■ **TÂCHES À RÉALISER**
a – Relevez toutes les expressions différentes placées entre guillemets dans l'article sur la reprise en Italie.
b – Réécrivez le passage de l'article sur la reprise en Italie qui va de « Il suffit de » jusqu'à « ces derniers mois. », en remplaçant « autobus » par « tramway ».
c – Prolongez, s'il vous plaît, l'article sur la reprise en Italie en reprenant juste après sa dernière phrase.

■ **TEXTE FOURNI**

------------------------------------------------------------------------

Quelque chose a imperceptiblement changé dans les villes italiennes.
Il suffit de s’aventurer dans le quartier le plus proche ou de prendre un autobus le matin pour se rendre à son travail (malgré l’arrêt des activités « non essentielles », les statistiques estiment qu’en Italie 13 millions de personnes travaillent tous les jours), pour remarquer que le trafic a augmenté et qu’il y a vraiment beaucoup plus de gens dans les rues, au mépris des amendes. Les tableaux sombres et déserts d’il y a quelques semaines semblent faire partie du passé. À cause du printemps ? Non : de la fièvre de la « phase 2 » que les médias et les « influenceurs » d’internet nous vendent comme imminente, sûre et capable de réparer tous les dégâts de ces derniers mois.
La Confindustria à la manœuvre
Il existe une véritable campagne, sponsorisée par la Confindustria [l’équivalent du Medef en Italie], pour redémarrer tout et tout de suite. Voilà comment on vend aux gens une image trompeuse : en somme, la « phase 2 » est un faux. Elle se fonde sur des projections statistiques très peu fiables. Les gens continuent à s’inquiéter, à être hospitalisés (même s’il y en a un peu moins, c’est vrai) et à mourir. La fameuse « courbe » ne baisse que lentement et beaucoup (dont les médecins du Piémont et de Brescia) avertissent du danger d’une reprise mortelle de la maladie si on baisse la garde.La « phase 2 » est un souhait légitime pour ceux qui subissent depuis presque deux mois un isolement parfois cruel – avec des personnes chères en fin de vie ou décédées – qui ont des problèmes de subsistance et de maigres revenus. Mais, pour les patrons et leurs représentants qui veulent vraiment réduire leurs pertes au minimum, il s’agit d’une envie obscène d’argent et de pouvoir. L’élection du nouveau président de la Confindustria, Carlo Bonomi, qui est considéré comme un « faucon » et qui est le représentant direct de la grande industrie du Nord, n’est pas le fait du hasard. Voilà la vraie direction de campagne de ce terrible matraquage concernant la « phase 2 ».

------------------------------------------------------------------------

■ **Lignes d'un jeu de données**
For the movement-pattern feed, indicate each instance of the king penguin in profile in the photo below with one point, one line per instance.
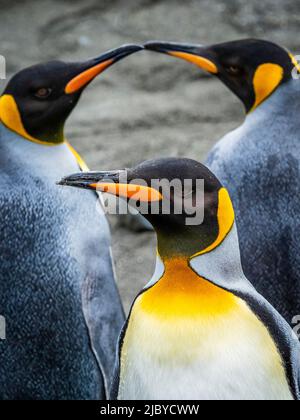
(57, 289)
(259, 162)
(198, 330)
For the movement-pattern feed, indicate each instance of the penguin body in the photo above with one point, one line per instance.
(199, 330)
(259, 162)
(265, 152)
(57, 288)
(199, 357)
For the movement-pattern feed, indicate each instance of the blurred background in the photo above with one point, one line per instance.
(148, 105)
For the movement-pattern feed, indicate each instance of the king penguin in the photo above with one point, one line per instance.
(259, 162)
(199, 330)
(57, 289)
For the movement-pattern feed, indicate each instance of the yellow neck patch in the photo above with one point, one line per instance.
(266, 79)
(10, 116)
(225, 221)
(295, 62)
(181, 293)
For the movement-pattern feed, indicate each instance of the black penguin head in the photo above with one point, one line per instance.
(252, 69)
(186, 204)
(38, 100)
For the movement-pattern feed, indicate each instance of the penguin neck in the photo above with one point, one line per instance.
(178, 292)
(181, 245)
(51, 137)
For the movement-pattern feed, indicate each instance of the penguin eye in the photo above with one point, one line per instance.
(234, 70)
(43, 93)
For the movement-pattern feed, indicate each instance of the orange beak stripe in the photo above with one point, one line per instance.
(87, 76)
(201, 62)
(133, 192)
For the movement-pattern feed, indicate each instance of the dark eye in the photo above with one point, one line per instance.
(234, 70)
(43, 93)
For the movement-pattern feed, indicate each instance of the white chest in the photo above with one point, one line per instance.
(231, 357)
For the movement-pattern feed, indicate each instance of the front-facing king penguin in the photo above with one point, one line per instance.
(259, 162)
(57, 290)
(198, 330)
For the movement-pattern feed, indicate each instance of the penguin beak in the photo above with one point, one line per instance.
(195, 54)
(115, 183)
(92, 68)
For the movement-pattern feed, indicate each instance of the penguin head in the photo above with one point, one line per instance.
(252, 69)
(38, 100)
(186, 204)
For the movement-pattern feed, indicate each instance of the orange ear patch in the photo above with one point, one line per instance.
(266, 79)
(132, 192)
(11, 118)
(201, 62)
(225, 221)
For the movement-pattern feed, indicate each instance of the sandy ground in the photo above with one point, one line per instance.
(148, 105)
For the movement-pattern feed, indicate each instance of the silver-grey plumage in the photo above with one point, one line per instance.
(259, 164)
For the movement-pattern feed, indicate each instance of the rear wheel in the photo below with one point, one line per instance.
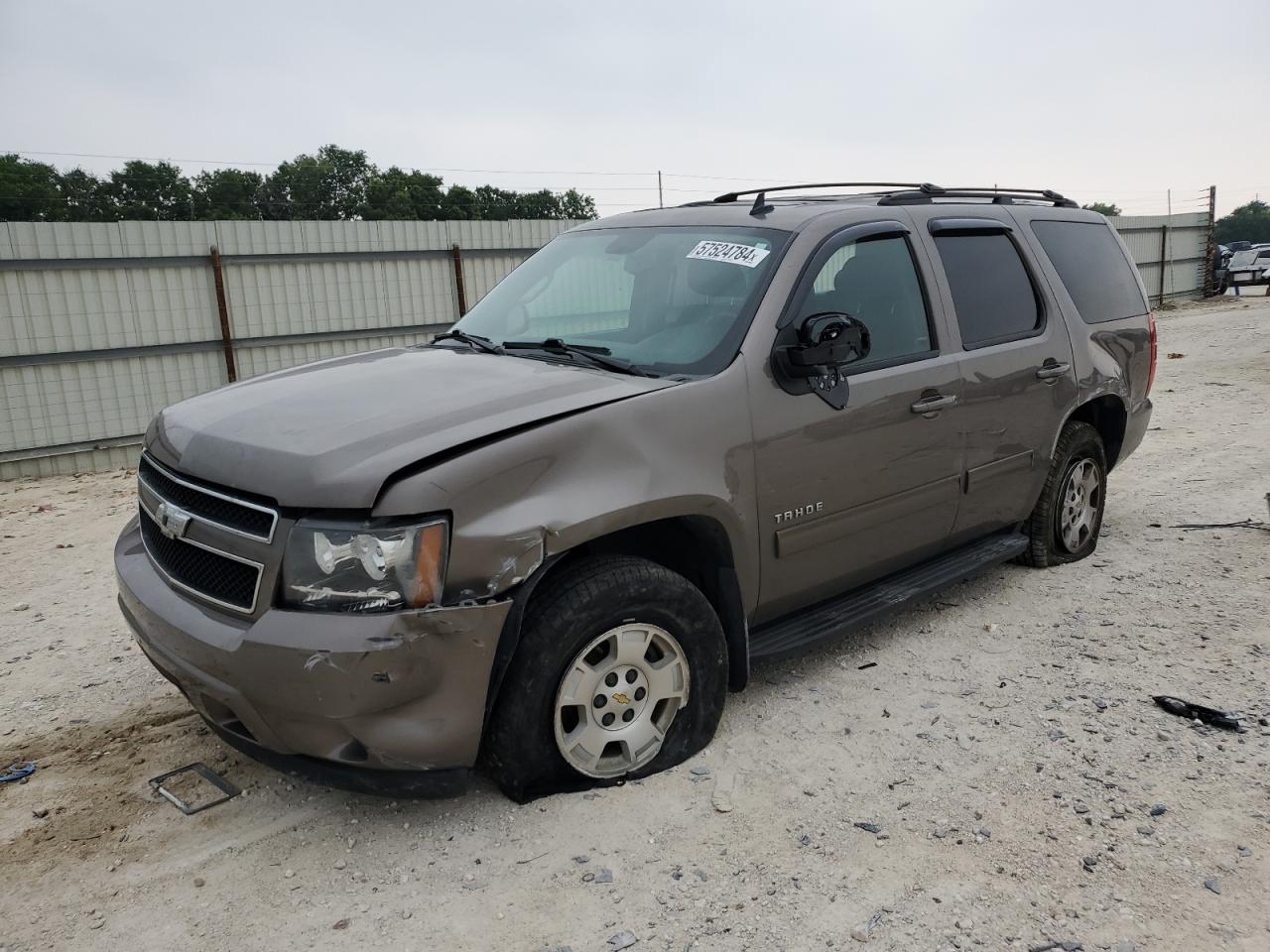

------------------------------------------------------------------------

■ **RÉPONSES AUX TÂCHES**
a – « non essentielles », « phase 2 », « influenceurs », « courbe », « faucon »

b –
Il suffit de s’aventurer dans le quartier le plus proche ou de prendre un tramway le matin pour se rendre à son travail (malgré l’arrêt des activités « non essentielles », les statistiques estiment qu’en Italie 13 millions de personnes travaillent tous les jours), pour remarquer que le trafic a augmenté et qu’il y a vraiment beaucoup plus de gens dans les rues, au mépris des amendes. Les tableaux sombres et déserts d’il y a quelques semaines semblent faire partie du passé. À cause du printemps ? Non : de la fièvre de la « phase 2 » que les médias et les « influenceurs » d’internet nous vendent comme imminente, sûre et capable de réparer tous les dégâts de ces derniers mois.

c –
Une « task force » de banquiers
Le gouvernement a confié le plan et les rythmes de réouverture à une « task force » d’experts, qui compte essentiellement des entrepreneurs, des financiers et des « techniciens » spécialisés en sociologie et psychologie de masse, avec à sa tête Vittorio Colao, ex-administrateur délégué de Vodafone, valeur montante du capitalisme italien. Ce n’est pas par hasard que cette commission ne comporte aucun représentant des syndicats ou du monde scientifique ou médical. C’est une histoire interne aux classes dominantes, qui doivent décider elles-mêmes de leurs propres affaires.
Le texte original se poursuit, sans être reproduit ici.